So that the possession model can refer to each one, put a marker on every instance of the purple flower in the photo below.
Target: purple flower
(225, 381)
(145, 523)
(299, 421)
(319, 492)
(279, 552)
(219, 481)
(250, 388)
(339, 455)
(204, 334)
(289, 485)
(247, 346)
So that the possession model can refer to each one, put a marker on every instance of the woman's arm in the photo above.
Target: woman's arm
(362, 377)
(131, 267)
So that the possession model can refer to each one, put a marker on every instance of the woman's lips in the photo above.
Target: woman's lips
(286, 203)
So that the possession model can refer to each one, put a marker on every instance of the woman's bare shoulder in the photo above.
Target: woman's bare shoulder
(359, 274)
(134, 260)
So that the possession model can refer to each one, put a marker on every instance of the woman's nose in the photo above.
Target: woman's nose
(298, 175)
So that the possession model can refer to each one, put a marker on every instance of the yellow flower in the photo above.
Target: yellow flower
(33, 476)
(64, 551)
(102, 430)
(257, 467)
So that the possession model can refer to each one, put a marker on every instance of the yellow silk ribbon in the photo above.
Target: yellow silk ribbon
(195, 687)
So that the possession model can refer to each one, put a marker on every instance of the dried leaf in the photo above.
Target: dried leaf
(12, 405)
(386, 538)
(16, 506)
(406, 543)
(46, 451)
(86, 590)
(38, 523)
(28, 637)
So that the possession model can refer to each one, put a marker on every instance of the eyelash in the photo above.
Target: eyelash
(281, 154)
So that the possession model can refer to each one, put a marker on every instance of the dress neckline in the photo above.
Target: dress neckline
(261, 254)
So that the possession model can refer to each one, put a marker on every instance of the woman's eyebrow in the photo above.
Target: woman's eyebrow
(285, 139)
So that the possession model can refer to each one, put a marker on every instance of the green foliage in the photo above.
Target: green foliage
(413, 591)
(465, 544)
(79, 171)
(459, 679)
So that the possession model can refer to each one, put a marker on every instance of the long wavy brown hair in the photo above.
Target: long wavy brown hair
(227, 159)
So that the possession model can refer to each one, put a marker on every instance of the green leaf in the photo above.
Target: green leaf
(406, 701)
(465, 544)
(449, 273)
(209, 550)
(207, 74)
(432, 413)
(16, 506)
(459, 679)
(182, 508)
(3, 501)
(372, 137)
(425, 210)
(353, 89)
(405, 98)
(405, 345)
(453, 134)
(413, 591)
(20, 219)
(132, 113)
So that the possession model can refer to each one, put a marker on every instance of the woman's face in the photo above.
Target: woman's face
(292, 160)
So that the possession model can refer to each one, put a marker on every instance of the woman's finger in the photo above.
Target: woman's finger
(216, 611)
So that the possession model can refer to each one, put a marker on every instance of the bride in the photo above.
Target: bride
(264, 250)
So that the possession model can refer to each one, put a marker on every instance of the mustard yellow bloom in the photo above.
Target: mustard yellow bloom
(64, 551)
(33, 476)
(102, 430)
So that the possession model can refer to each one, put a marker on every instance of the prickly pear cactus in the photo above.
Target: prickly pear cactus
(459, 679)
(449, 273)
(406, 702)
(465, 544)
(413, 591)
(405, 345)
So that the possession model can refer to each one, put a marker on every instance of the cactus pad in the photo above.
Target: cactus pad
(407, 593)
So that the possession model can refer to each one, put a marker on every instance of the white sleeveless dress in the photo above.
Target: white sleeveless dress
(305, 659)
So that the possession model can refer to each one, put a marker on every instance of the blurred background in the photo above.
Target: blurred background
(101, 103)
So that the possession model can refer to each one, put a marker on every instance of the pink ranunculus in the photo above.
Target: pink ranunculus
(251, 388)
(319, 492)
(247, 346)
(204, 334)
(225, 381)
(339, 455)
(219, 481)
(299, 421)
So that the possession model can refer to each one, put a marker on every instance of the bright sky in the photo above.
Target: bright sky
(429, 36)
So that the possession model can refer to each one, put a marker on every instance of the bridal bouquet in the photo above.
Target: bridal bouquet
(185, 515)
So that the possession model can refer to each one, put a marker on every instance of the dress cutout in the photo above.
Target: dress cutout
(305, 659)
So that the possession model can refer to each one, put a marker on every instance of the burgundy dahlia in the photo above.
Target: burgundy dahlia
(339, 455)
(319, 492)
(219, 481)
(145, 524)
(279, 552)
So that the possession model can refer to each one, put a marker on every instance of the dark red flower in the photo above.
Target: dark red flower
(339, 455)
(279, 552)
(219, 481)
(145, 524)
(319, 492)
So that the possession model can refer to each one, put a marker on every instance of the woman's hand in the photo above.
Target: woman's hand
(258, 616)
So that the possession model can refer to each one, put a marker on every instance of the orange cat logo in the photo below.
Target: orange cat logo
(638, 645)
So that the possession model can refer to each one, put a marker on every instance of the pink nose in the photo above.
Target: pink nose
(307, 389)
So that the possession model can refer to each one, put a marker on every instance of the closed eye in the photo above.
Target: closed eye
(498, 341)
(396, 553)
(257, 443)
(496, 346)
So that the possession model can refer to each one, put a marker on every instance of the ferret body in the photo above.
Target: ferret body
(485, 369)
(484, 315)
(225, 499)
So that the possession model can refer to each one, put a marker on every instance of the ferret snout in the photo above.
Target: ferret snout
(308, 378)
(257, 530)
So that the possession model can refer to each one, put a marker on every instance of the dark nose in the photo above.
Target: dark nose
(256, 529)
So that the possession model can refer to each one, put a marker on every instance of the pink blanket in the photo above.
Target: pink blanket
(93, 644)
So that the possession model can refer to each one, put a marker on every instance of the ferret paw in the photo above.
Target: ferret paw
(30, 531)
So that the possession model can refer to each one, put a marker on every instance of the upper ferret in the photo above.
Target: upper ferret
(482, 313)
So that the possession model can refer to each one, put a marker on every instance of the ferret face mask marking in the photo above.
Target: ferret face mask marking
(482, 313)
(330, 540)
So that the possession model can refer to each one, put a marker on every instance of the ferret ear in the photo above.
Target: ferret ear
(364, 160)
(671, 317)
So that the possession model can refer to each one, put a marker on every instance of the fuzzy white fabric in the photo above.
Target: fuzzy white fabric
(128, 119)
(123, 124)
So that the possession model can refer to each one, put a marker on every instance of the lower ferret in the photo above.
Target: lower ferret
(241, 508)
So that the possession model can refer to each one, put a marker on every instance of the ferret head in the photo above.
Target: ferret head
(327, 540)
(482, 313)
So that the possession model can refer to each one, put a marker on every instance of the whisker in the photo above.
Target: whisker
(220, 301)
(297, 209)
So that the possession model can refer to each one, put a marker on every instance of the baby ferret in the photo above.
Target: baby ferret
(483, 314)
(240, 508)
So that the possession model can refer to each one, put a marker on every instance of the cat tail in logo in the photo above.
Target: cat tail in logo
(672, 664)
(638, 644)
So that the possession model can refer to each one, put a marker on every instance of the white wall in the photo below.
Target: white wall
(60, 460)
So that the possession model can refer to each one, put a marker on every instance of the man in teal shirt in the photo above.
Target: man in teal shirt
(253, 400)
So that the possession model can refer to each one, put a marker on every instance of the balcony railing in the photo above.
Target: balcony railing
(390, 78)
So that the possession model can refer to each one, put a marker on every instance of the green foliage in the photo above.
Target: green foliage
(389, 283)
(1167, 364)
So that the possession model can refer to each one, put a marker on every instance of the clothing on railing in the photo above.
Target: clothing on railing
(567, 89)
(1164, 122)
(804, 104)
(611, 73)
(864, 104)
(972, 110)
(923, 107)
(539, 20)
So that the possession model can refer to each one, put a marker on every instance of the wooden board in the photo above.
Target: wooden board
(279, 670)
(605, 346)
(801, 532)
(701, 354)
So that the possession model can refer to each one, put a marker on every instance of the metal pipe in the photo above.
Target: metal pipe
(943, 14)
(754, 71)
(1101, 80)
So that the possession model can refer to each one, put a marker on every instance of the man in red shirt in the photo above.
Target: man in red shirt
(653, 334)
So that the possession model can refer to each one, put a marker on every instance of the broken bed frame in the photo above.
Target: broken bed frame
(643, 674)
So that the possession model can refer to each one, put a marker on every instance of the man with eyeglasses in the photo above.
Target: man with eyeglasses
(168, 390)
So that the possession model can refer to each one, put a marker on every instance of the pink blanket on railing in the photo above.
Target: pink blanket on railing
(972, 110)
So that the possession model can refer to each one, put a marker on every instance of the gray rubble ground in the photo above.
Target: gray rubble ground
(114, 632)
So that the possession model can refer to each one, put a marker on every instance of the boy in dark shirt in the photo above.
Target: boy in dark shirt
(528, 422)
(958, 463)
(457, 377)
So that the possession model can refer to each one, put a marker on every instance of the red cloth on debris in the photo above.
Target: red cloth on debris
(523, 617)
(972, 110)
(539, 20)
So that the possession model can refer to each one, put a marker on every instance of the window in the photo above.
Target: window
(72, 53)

ASSIGNED TASK: Each line of the entries holding the string "below" should be found and copied.

FINISHED EXERCISE:
So that the possession model can refer to each one, put a marker on every instance of the purple flower in the photo below.
So that the possession model can refer to each one, put a marker on every instance of the orange cat logo in the photo below.
So that the possession model can refer to each one, put a marker on every instance of the white wall in the photo below.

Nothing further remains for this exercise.